とはいえ、探偵(翡翠)とパートナー(真)という従来のミステリの構図をCM等で大々的にアピールしていることもあって、真や鐘場以外に更に第三の協力者の存在がいるとはやはり考えにくいし、前編では真が翡翠に変装していることもあって、まさかもう一人別の人物に変装している人間がいるとは思いもしないだろう。このように、あからさまな変装や探偵と助手という関係を前面に押し出すことで真相を見えにくくしているのが本作の騙しとして優れたポイントと言えるだろう。

 

※ちなみに、原作で涼見を装っていたのは翡翠本人であり、翡翠の役を真がずっと演じていたというのがサプライズとして仕掛けられていた。しかしこれは小説だから通用するトリックで映像化不可能のため、第三者(岩戸)に涼見を演じさせるというドラマの改変は当然の舵取りだと評価するし、そのために「medium」の段階で劇中に岩戸の存在を伏線として配置したのも納得出来る。

(2024.04.30 追記)

**課題**
a. 上の抜粋では、原作で涼見を装っていたのは誰だと書かれていますか。
b. 上の抜粋から、「とはいえ、探偵(翡翠)とパー」で始まり「れたポイントと言えるだろう。」で終わる部分を一字も変えずに打ち直してください。
c. 上の抜粋にある次の一文を英語に訳してください。「このように、あからさまな変装や探偵と助手という関係を前面に押し出すことで真相を見えにくくしているのが本作の騙しとして優れたポイントと言えるだろう。」

**データ一覧**
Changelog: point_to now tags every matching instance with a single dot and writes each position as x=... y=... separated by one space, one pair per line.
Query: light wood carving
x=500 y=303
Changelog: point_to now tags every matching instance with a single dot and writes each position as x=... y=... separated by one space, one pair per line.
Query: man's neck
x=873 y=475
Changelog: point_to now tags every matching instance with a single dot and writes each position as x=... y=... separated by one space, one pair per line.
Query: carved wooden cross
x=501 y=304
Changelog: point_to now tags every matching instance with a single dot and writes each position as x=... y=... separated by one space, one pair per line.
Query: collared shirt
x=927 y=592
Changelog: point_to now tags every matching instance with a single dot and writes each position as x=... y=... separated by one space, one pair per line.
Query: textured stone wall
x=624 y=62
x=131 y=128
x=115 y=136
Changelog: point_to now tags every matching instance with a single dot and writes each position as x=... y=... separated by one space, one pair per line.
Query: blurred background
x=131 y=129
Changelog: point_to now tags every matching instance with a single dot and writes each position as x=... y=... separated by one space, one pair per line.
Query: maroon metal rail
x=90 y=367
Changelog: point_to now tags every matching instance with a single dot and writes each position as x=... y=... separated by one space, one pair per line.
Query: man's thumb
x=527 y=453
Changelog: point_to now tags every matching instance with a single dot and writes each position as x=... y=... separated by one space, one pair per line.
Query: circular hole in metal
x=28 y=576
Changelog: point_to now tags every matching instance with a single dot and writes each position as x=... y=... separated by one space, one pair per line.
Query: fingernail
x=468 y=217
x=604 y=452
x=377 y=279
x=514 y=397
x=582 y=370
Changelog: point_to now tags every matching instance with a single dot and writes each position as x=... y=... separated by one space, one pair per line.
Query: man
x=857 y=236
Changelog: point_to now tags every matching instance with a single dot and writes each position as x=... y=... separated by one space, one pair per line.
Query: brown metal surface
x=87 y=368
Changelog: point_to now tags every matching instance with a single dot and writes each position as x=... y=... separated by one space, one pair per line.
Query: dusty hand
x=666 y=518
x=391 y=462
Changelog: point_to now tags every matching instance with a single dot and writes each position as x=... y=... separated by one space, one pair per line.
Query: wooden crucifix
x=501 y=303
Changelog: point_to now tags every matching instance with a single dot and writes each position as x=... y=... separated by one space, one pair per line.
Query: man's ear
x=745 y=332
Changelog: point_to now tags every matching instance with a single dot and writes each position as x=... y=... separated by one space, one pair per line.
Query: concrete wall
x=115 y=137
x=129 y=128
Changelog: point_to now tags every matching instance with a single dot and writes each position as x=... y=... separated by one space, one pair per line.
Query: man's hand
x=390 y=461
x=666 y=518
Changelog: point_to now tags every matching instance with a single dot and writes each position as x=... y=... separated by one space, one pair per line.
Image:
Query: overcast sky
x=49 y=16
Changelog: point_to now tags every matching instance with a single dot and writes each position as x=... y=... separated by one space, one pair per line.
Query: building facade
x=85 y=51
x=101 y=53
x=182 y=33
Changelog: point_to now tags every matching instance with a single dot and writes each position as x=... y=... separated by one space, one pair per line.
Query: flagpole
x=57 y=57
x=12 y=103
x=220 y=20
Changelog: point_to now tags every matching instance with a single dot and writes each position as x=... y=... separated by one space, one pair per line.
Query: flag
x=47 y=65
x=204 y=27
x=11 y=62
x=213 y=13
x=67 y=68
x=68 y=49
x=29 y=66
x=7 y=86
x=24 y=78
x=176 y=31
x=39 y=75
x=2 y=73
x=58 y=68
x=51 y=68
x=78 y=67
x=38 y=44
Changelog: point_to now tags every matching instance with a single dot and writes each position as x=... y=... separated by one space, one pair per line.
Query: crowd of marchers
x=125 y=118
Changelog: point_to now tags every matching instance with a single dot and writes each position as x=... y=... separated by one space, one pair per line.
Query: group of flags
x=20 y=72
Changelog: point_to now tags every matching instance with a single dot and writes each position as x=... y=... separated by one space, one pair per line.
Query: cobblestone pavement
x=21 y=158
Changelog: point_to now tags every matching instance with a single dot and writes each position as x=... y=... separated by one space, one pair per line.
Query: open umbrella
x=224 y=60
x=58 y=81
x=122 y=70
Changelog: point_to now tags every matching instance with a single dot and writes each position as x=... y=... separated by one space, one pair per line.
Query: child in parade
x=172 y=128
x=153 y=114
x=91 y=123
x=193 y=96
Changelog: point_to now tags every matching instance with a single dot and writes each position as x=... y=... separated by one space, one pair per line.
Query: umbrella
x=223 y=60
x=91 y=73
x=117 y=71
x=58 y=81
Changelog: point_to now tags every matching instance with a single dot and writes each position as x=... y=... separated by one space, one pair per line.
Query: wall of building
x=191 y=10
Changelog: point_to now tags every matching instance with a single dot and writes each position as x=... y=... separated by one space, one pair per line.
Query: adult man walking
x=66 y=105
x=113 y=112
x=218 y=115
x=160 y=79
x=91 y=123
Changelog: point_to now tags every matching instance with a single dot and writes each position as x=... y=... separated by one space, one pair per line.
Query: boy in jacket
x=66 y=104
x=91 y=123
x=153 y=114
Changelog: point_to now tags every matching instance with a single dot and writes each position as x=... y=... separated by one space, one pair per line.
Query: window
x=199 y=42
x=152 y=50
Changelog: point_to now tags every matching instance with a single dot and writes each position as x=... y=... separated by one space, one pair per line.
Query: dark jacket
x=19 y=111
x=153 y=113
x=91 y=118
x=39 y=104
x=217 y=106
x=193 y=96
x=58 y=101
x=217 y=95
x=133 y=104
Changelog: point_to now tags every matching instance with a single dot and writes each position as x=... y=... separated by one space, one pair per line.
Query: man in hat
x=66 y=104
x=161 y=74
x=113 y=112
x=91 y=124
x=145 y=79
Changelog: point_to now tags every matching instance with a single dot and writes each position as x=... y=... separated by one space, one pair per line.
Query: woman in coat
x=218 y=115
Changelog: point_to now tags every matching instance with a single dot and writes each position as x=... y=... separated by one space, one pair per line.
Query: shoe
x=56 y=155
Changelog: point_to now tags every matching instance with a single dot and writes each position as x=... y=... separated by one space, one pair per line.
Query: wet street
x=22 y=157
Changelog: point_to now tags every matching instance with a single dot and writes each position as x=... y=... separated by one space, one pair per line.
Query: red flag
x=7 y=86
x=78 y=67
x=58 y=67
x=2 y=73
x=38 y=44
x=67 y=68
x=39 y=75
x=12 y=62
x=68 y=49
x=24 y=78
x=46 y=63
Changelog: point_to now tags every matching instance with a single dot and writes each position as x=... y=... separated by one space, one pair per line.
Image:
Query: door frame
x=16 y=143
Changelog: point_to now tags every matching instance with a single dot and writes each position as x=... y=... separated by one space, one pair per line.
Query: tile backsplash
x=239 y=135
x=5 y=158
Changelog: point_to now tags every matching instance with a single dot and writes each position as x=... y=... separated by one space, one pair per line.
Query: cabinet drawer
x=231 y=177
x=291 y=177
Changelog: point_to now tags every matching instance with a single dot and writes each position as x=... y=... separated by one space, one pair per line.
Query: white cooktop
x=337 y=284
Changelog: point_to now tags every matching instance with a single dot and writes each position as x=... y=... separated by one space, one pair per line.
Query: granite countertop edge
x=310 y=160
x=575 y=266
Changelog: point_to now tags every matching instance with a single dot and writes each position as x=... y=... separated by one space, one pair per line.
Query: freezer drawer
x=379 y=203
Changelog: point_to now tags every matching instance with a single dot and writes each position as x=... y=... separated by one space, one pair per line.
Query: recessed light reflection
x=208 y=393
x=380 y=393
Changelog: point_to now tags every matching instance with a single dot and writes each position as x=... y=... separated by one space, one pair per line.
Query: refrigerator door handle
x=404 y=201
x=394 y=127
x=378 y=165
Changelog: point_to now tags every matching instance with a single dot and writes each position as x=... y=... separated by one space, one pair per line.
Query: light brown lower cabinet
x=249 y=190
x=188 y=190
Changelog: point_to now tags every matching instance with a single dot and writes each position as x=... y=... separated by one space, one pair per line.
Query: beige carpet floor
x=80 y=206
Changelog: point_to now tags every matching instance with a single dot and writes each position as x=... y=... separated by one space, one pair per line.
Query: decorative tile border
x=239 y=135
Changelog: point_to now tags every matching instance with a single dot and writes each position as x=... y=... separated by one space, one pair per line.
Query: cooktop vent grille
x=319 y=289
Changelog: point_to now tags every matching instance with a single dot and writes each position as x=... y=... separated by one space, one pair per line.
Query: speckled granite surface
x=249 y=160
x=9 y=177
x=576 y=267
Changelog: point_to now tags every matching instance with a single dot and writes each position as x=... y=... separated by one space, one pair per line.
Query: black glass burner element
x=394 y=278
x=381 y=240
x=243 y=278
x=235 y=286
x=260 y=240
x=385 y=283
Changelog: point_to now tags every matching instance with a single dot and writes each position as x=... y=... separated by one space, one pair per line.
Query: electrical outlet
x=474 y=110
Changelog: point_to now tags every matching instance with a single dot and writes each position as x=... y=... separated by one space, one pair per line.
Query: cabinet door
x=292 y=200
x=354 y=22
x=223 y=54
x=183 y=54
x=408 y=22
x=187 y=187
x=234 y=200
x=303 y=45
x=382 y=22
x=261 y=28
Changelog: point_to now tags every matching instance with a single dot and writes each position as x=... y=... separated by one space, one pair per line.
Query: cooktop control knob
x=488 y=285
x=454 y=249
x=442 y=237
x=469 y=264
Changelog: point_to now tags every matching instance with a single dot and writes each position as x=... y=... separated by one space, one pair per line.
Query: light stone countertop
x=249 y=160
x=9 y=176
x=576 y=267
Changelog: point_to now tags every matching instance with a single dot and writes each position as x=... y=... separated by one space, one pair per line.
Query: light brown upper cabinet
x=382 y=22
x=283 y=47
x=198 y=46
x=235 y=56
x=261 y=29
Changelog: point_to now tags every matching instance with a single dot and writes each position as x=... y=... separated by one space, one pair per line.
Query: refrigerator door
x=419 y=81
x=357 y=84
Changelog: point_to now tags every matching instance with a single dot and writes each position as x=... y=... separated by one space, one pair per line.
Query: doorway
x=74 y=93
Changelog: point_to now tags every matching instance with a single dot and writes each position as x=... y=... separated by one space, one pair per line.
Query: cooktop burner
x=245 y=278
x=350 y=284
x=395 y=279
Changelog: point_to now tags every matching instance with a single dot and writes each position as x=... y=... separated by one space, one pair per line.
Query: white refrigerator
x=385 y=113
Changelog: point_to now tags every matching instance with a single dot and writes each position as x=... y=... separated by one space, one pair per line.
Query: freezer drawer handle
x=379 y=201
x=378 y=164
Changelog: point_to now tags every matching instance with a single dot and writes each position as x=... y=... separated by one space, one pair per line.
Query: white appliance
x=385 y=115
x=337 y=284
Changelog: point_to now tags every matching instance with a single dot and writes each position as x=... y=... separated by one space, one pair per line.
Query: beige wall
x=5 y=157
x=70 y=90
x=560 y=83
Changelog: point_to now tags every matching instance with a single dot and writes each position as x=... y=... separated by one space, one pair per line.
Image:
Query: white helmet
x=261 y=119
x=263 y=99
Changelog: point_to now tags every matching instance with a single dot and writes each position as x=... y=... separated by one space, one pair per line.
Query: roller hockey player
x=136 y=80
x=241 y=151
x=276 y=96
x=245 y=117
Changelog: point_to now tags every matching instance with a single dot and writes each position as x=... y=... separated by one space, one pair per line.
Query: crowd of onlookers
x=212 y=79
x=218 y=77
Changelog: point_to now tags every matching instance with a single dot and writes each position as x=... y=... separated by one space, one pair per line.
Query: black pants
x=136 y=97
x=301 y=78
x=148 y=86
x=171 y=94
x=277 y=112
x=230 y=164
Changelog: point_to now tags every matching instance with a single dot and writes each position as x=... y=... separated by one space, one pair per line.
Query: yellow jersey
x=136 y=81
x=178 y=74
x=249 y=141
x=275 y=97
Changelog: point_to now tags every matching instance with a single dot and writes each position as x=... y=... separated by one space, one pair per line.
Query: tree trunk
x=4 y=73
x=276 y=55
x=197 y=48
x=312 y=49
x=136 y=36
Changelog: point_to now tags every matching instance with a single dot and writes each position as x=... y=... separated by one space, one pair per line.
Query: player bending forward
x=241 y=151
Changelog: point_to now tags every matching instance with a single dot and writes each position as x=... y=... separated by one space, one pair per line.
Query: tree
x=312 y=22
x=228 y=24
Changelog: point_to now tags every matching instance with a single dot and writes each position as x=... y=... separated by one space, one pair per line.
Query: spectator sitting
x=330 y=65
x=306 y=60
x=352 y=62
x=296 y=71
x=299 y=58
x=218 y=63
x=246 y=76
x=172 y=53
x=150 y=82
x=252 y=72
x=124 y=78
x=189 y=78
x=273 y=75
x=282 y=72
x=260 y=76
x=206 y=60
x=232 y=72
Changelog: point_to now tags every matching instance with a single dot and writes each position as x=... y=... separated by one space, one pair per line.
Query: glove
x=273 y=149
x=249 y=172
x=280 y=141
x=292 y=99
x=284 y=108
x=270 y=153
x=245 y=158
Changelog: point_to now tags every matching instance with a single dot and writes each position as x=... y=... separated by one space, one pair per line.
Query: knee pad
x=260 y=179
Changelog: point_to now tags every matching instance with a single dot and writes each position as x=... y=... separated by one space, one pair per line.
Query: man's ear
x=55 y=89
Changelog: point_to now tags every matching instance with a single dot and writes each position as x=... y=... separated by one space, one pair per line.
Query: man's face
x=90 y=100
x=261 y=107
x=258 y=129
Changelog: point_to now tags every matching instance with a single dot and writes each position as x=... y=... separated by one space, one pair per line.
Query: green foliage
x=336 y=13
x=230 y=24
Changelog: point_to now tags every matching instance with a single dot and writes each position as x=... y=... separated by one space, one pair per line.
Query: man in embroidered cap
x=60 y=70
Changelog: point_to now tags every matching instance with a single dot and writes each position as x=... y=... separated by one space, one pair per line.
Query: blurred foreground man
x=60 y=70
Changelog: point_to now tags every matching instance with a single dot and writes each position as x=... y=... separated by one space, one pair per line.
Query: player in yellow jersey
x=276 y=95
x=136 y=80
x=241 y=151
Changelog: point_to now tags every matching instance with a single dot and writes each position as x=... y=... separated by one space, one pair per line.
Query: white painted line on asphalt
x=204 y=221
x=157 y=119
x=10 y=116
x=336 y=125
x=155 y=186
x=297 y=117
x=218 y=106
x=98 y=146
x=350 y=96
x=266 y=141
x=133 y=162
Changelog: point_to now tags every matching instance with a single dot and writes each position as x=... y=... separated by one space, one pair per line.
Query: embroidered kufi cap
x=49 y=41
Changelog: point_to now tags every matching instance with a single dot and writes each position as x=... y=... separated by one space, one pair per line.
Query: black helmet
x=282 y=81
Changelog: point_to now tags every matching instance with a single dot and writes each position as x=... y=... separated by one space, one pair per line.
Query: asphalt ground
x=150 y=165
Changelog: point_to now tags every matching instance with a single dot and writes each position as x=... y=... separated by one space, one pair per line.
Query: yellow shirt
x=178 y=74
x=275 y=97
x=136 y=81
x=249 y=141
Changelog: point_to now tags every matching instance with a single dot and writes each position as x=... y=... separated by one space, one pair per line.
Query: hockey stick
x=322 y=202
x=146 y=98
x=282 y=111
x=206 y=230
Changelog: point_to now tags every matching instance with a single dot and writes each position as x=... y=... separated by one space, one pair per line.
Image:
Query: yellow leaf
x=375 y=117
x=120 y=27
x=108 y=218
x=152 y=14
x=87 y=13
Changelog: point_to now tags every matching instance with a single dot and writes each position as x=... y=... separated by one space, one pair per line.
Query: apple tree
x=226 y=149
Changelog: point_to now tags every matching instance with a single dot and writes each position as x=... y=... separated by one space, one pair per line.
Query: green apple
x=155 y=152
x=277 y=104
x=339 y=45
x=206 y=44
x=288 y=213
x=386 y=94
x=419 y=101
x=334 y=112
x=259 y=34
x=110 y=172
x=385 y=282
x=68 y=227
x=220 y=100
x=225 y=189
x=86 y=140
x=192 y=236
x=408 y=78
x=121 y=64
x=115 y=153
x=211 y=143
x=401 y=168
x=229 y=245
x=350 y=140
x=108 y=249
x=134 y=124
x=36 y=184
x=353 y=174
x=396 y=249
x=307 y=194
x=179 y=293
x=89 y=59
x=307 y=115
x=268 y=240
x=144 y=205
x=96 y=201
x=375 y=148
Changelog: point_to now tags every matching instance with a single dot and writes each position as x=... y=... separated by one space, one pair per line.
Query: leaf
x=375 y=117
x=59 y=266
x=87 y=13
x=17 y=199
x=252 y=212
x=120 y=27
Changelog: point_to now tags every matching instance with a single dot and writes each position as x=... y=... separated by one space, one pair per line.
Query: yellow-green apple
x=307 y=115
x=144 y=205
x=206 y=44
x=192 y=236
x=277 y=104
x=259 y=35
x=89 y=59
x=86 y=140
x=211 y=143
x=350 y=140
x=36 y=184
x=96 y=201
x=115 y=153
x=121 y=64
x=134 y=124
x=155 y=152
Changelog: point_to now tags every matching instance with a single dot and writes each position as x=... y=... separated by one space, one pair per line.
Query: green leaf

**解答**
a. 翡翠本人です。

b.
とはいえ、探偵(翡翠)とパートナー(真)という従来のミステリの構図をCM等で大々的にアピールしていることもあって、真や鐘場以外に更に第三の協力者の存在がいるとはやはり考えにくいし、前編では真が翡翠に変装していることもあって、まさかもう一人別の人物に変装している人間がいるとは思いもしないだろう。このように、あからさまな変装や探偵と助手という関係を前面に押し出すことで真相を見えにくくしているのが本作の騙しとして優れたポイントと言えるだろう。

c. In this way, one could say that what makes this work's deception excellent is that it obscures the truth by putting the blatant disguises and the detective-and-assistant relationship front and center.